- **GOAL**
Reproduce the entries below word for word, leaving out the pictures.

- **DATASET EXCERPTS**
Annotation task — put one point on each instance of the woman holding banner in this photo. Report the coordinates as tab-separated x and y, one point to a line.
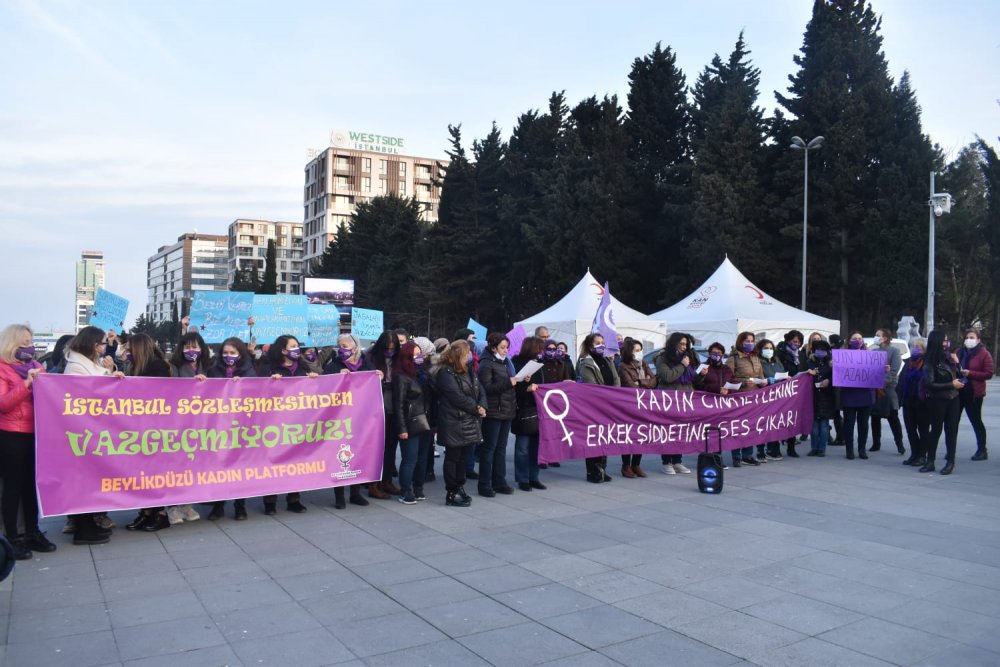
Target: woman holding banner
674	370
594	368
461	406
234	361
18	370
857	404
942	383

- **EXERCISE ANSWER**
Annotation task — put one point on each instance of the woman holding banner in this photo. Report the coordinates as tab-separated x and y, one point to a line.
Target: woman holding banner
674	370
594	368
461	406
234	361
18	370
857	404
942	383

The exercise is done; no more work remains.